Task prompt.
Lay out the data from its first line through the line containing "x=353, y=220", both included, as a Markdown table with the columns Row and Data line, numbering each row and leaving out blank lines.

+++ Records for this task +++

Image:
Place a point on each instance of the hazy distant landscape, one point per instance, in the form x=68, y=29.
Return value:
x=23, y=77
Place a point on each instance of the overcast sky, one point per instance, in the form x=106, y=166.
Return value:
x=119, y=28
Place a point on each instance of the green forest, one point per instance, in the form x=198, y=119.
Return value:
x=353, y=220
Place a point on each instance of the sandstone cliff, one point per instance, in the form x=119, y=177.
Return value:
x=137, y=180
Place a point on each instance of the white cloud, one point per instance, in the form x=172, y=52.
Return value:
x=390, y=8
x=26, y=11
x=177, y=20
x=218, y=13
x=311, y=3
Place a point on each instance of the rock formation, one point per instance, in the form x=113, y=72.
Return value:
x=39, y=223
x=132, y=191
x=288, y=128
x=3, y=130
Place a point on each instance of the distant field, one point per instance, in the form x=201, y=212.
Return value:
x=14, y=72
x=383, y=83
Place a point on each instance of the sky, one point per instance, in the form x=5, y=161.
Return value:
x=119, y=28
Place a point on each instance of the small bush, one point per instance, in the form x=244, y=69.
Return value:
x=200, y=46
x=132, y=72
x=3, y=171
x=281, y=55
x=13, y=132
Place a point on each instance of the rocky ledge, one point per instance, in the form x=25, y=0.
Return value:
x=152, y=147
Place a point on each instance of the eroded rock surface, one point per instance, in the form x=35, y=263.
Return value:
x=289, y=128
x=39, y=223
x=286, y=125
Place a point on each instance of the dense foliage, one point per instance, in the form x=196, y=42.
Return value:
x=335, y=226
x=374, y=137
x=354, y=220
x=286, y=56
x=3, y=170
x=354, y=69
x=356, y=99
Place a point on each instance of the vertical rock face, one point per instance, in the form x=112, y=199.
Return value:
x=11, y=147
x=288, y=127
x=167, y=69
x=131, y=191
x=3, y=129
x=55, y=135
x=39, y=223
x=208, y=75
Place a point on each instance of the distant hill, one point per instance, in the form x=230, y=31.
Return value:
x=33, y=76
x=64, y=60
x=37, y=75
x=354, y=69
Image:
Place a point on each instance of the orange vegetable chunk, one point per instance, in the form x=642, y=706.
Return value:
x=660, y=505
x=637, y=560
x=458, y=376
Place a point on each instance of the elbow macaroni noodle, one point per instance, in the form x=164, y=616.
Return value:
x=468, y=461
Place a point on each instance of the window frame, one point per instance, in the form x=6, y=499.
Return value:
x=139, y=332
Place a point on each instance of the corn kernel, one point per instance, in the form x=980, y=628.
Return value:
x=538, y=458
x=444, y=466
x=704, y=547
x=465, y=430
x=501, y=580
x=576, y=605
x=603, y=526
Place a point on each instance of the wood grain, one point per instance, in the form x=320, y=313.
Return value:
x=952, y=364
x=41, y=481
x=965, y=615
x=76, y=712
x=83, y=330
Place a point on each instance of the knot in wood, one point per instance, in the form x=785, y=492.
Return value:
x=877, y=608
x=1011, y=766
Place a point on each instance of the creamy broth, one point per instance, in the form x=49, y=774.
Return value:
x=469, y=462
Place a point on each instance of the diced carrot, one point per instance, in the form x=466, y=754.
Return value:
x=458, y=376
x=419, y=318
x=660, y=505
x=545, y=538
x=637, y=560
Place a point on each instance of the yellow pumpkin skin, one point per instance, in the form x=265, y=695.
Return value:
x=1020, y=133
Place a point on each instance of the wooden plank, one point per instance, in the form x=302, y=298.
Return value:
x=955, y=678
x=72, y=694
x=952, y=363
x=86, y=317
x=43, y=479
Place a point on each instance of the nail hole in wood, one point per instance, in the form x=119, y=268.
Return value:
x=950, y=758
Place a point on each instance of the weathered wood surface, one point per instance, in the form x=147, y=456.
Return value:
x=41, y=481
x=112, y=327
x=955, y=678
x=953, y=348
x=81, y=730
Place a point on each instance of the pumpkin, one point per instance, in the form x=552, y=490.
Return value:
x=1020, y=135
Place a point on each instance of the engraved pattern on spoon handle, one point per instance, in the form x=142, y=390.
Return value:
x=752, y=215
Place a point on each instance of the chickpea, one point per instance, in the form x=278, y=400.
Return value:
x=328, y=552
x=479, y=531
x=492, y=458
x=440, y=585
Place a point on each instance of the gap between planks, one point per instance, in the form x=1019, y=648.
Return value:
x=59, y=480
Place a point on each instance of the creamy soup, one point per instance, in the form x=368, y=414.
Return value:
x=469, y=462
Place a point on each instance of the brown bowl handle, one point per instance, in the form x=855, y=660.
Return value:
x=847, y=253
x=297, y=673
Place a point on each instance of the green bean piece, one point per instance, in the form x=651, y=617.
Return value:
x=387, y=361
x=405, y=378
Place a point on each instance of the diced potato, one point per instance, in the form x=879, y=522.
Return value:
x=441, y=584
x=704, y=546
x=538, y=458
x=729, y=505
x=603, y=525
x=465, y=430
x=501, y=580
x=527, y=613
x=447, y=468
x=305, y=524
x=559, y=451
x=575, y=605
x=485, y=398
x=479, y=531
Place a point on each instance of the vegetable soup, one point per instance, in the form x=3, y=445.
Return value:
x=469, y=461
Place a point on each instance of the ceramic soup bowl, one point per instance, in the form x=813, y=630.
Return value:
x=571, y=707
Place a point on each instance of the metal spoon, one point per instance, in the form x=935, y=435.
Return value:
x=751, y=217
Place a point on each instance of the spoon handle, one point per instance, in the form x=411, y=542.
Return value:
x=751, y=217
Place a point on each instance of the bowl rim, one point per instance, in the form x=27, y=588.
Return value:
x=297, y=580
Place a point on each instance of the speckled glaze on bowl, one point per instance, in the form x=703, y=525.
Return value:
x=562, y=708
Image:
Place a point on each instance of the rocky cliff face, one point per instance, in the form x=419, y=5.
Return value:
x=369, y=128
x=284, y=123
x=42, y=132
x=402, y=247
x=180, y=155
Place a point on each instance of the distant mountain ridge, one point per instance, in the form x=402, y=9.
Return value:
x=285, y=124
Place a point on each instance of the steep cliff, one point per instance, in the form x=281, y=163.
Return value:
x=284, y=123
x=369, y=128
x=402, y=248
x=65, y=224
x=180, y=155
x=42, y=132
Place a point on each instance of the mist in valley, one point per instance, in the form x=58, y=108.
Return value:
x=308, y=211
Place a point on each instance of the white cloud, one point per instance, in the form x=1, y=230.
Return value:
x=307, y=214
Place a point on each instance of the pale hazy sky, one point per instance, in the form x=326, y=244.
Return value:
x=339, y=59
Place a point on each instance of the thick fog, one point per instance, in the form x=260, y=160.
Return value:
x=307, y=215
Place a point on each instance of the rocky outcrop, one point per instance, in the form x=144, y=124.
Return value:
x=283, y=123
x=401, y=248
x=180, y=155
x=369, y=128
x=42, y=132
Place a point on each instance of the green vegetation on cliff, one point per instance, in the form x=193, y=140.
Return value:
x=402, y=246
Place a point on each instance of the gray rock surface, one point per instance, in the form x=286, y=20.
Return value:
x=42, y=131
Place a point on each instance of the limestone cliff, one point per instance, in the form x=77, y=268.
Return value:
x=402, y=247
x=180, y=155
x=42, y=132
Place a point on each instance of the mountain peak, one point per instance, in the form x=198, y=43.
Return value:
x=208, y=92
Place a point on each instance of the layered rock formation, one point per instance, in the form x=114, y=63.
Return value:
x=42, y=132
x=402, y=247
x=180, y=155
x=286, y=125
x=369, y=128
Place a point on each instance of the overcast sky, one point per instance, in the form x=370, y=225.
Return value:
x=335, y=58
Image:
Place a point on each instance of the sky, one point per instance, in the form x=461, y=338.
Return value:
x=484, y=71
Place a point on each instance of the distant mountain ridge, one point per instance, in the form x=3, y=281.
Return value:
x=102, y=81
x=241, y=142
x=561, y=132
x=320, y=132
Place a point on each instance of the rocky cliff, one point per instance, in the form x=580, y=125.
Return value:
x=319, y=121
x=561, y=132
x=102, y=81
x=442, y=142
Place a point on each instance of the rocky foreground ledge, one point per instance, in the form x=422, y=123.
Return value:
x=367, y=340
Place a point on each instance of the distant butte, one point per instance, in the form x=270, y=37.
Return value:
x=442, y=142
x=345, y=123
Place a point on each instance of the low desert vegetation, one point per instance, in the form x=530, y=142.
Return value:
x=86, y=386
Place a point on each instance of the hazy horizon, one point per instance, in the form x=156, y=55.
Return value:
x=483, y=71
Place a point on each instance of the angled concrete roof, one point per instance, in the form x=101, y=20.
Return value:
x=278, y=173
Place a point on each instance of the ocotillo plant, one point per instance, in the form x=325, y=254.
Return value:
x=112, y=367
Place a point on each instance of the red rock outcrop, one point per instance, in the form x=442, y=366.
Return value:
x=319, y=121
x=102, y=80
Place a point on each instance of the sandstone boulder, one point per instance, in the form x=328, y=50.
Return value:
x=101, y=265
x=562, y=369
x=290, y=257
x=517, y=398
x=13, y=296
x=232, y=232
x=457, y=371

+++

Solution.
| Row | Data line |
|---|---|
| 1 | Image: |
| 2 | Place a point on each instance of the hazy distant landscape, one point per instance, in the form x=68, y=29. |
| 3 | Return value: |
| 4 | x=23, y=77 |
| 5 | Place a point on each instance of the overcast sky, one point per instance, in the form x=106, y=166. |
| 6 | Return value: |
| 7 | x=119, y=28 |
| 8 | Place a point on each instance of the green forest, one point per instance, in the form x=198, y=119. |
| 9 | Return value: |
| 10 | x=353, y=220 |